-- begin --

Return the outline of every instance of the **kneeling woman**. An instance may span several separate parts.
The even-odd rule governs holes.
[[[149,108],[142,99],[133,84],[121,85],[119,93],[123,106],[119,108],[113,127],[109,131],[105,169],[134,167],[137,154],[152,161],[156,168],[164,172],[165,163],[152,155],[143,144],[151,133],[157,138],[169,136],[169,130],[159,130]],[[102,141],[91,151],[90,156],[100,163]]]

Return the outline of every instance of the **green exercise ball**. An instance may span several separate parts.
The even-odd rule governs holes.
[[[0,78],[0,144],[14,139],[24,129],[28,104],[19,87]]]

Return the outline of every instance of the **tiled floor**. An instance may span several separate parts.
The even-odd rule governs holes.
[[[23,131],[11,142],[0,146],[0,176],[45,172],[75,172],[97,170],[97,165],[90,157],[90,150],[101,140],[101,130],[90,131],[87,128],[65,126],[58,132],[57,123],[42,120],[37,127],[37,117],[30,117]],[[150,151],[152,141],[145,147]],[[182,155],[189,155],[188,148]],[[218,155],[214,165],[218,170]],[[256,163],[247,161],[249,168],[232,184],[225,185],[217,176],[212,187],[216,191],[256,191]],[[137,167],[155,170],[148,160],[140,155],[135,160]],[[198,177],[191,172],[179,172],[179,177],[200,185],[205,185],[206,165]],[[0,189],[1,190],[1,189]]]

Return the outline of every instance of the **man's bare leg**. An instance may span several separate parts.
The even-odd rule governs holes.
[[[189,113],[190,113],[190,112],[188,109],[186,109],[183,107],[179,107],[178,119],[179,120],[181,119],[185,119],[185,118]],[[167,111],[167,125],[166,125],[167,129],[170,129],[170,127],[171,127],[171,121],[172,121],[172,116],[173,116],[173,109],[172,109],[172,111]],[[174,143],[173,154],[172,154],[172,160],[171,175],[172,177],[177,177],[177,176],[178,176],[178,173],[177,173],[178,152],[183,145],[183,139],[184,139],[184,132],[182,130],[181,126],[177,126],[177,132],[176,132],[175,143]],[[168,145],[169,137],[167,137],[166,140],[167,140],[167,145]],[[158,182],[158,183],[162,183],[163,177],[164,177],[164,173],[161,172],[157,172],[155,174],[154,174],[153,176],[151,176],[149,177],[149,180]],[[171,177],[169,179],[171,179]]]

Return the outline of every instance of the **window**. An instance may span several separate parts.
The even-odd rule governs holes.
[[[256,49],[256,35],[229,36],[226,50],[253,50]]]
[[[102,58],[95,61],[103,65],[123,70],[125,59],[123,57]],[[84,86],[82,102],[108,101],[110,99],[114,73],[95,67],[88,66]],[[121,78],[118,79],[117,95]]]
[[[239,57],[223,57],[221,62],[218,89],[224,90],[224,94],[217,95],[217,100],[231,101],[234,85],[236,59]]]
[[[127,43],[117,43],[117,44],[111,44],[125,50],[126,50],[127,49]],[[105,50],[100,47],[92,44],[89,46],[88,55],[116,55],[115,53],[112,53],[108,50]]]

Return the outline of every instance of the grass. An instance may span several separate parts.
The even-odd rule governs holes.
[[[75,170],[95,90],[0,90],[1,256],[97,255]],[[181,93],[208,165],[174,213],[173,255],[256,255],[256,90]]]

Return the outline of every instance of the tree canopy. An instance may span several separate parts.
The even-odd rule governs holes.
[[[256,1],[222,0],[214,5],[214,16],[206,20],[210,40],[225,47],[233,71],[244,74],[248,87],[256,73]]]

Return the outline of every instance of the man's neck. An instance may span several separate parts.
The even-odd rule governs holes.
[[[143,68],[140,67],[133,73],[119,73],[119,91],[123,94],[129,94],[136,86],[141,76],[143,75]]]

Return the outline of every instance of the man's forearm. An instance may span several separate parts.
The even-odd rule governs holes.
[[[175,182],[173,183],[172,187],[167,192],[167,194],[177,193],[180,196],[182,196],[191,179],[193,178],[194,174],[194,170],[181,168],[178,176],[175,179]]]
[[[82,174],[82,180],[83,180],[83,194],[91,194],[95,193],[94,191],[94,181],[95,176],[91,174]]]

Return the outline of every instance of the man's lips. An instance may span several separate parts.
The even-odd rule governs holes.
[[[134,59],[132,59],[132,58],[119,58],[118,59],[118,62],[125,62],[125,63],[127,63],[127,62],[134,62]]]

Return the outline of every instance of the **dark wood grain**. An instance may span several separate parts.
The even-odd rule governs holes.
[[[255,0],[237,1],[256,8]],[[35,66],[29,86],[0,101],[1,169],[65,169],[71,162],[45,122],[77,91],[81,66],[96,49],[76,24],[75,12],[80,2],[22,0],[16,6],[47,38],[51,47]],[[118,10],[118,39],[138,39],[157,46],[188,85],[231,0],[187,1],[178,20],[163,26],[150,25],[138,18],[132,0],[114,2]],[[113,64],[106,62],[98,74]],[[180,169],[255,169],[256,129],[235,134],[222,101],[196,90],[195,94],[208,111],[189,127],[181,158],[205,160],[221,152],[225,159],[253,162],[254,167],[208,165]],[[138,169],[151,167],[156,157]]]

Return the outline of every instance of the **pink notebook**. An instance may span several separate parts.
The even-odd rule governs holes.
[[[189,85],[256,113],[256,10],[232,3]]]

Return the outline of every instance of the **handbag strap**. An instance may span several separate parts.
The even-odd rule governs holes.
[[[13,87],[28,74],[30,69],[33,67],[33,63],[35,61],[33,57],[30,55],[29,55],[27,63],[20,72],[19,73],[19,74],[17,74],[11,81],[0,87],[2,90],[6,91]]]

-- end --
-- begin --

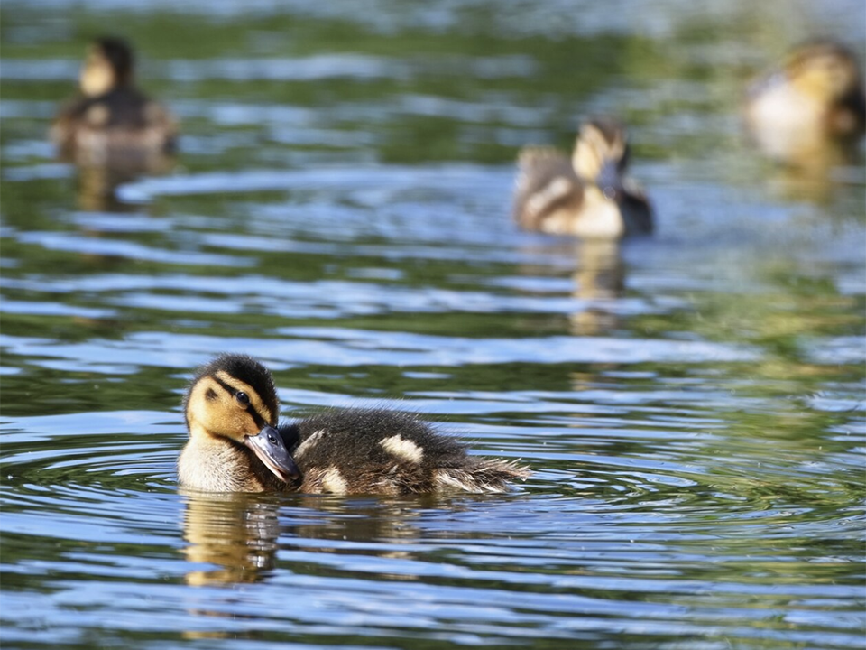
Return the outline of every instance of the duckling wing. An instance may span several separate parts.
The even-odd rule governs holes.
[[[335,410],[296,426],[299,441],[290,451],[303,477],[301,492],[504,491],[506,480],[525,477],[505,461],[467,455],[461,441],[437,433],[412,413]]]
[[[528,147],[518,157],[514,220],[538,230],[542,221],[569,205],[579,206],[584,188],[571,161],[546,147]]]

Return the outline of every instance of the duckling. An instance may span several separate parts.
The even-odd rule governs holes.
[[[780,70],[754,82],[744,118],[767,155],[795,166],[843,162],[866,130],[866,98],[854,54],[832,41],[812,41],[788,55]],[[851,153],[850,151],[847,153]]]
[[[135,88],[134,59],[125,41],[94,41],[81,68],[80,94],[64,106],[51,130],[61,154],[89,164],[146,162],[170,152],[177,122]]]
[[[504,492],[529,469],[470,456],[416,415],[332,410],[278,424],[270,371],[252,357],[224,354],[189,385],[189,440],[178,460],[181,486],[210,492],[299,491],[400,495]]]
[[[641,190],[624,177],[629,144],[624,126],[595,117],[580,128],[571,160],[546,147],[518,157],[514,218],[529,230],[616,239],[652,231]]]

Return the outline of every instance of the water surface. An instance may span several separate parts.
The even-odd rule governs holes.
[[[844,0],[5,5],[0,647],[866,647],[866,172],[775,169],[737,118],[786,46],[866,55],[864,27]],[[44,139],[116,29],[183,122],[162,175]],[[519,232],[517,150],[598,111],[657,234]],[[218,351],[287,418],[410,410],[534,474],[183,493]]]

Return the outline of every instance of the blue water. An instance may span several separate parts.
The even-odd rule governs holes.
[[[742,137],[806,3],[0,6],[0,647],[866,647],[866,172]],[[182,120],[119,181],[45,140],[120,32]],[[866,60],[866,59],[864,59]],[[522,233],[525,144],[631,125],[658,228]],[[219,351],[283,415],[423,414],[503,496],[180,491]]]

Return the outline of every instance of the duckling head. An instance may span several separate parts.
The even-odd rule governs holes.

-- end --

TASK BRIEF: Copy out the records word for word, starting at the line that contains "Return the outline of every instance of the **dark" and stopping after the line that contains "[[[189,85],[256,113],[256,10],[232,3]]]".

OUTPUT OF THE EXERCISE:
Return the outline of every instance of the **dark wood grain**. An instance may span several separate parts.
The even-odd rule governs holes.
[[[255,0],[237,1],[256,8]],[[35,66],[29,86],[0,101],[1,169],[65,169],[71,162],[45,122],[77,91],[81,66],[96,49],[76,24],[75,12],[80,2],[22,0],[16,6],[47,38],[51,47]],[[118,10],[118,39],[138,39],[157,46],[188,85],[231,0],[187,1],[178,20],[163,26],[150,25],[138,18],[132,0],[114,2]],[[113,64],[106,62],[98,74]],[[180,169],[255,169],[256,129],[235,134],[222,101],[196,90],[195,94],[208,111],[189,127],[181,158],[205,160],[221,152],[225,159],[253,162],[254,167],[208,165]],[[138,169],[151,167],[156,157]]]

Return the outline of every instance of the **pink notebook**. An instance may span several separate parts.
The even-odd rule governs holes.
[[[189,85],[256,113],[256,10],[232,3]]]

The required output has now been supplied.